-- Given passage --
>> begin

Two Novellas: “Red Kettle Christmas”,
“MANHATTAN MIRACLE,”
Anna Schmidt
Available in print and Kindle
The Best Christmas story I’ve
Read Since “A Christmas Carol”…
First Edition "A Christmas Carol" |
Imagine it’s December 19th,
1843 and you’ve just bought a first day, first edition of Charles Dickens’ “A Christmas Carol”. You open to the front piece and learn that it
is a ‘ghost story’. Maybe you are surprised and feel that this will be
something very different in Christmas stories. Even if you felt this at the
time, you could not have known that you were about to read an ‘instant classic’
that for the next 170 years would never go out of print.
Could you have thought then in
December 1843 that this little novella, “A
Christmas Carol” would have packed so powerful a punch that it forever
changed the world’s view of Christmas? I
like to think that I would have seen the greatness in “A Christmas Carol”. But that is something I will never know.

>> end

-- Extracted records --
>> begin

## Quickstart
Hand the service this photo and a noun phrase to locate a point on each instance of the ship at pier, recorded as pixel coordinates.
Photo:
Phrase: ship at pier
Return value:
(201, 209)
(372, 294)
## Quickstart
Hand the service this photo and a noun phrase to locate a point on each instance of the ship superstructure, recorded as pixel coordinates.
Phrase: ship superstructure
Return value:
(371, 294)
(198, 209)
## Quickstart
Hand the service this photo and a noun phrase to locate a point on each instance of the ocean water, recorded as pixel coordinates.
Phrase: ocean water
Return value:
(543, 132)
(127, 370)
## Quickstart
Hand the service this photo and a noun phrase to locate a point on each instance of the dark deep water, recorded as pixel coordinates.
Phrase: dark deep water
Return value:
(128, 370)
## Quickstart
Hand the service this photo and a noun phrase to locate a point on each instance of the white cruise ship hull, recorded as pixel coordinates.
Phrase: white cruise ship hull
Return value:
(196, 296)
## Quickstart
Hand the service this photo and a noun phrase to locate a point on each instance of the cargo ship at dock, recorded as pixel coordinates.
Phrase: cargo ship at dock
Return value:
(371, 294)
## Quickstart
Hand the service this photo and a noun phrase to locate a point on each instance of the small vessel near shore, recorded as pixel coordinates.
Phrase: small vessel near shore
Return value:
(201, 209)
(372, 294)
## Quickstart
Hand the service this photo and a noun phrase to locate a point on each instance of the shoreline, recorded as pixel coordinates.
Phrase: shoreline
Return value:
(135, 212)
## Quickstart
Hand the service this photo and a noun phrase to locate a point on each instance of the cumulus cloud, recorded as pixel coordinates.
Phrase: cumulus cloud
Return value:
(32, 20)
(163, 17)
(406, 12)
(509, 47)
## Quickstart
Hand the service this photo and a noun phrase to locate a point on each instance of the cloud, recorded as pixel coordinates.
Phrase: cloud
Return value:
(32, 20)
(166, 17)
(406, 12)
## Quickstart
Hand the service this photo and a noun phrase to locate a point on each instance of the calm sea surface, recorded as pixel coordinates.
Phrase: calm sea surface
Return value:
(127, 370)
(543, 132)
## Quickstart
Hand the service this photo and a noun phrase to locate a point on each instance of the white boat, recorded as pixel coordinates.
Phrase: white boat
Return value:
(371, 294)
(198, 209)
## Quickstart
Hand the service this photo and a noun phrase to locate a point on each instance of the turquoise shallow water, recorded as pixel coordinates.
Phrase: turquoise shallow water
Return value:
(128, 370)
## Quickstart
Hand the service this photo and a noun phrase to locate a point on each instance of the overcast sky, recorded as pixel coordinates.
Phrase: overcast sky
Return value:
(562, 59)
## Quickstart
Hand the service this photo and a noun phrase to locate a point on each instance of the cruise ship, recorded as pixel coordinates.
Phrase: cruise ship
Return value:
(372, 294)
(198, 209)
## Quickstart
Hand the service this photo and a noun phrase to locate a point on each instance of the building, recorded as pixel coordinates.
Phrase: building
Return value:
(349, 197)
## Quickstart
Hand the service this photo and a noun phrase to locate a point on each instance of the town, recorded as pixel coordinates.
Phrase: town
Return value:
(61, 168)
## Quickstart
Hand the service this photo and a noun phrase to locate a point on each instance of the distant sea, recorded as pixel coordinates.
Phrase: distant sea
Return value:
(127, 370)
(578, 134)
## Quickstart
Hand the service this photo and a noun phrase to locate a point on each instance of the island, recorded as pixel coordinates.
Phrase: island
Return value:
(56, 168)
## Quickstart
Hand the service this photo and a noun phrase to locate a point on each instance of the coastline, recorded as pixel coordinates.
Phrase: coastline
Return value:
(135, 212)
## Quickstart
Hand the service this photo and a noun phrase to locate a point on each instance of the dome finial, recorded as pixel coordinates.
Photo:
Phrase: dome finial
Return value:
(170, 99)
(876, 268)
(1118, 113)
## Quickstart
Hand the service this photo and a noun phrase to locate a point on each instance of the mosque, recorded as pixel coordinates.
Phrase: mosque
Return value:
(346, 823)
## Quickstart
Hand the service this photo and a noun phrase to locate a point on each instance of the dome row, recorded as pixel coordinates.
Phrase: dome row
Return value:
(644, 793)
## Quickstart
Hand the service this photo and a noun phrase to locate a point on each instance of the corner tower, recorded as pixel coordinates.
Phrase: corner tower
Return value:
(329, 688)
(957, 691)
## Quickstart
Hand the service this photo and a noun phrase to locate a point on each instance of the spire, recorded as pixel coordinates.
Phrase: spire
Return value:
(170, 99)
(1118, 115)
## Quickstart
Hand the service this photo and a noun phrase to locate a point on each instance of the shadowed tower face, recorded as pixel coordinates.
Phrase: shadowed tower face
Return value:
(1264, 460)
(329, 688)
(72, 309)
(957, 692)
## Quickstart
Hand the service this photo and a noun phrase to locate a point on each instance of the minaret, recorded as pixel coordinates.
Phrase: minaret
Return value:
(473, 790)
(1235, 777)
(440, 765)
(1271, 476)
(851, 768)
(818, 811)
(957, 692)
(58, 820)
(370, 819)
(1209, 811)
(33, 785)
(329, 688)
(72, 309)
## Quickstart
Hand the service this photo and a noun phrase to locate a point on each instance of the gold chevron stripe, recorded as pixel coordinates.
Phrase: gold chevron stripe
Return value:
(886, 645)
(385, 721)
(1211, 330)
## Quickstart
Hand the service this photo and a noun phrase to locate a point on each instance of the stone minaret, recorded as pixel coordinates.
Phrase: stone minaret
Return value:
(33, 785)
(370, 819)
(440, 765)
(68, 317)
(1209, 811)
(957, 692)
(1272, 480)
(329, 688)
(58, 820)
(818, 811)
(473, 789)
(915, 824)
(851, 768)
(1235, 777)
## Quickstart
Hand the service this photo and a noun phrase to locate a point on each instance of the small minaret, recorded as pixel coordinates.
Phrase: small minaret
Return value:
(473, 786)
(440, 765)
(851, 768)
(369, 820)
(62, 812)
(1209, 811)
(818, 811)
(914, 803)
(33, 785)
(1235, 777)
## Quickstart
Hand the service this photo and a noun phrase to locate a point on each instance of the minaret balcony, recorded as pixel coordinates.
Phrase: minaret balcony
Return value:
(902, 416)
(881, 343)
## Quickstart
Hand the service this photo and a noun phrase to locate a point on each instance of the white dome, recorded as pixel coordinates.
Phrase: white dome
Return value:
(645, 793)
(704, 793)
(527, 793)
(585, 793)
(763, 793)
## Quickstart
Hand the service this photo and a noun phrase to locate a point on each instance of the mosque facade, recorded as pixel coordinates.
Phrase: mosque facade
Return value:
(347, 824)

>> end

-- Stated task 1 --
Copy everything in the post about "A Christmas Carol" from "Could you have" down to "will never know.".
-- Stated task 2 --
Answer these questions from the post about "A Christmas Carol":
(a) What date does the post ask the reader to imagine?
(b) What does the reader learn from the front piece that the book is?
(c) For how many years does the post say the novella would never go out of print?

-- Result 1 --
Could you have thought then in
December 1843 that this little novella, “A
Christmas Carol” would have packed so powerful a punch that it forever
changed the world’s view of Christmas? I
like to think that I would have seen the greatness in “A Christmas Carol”. But that is something I will never know.

-- Result 2 --
(a) December 19th, 1843
(b) A "ghost story"
(c) 170 years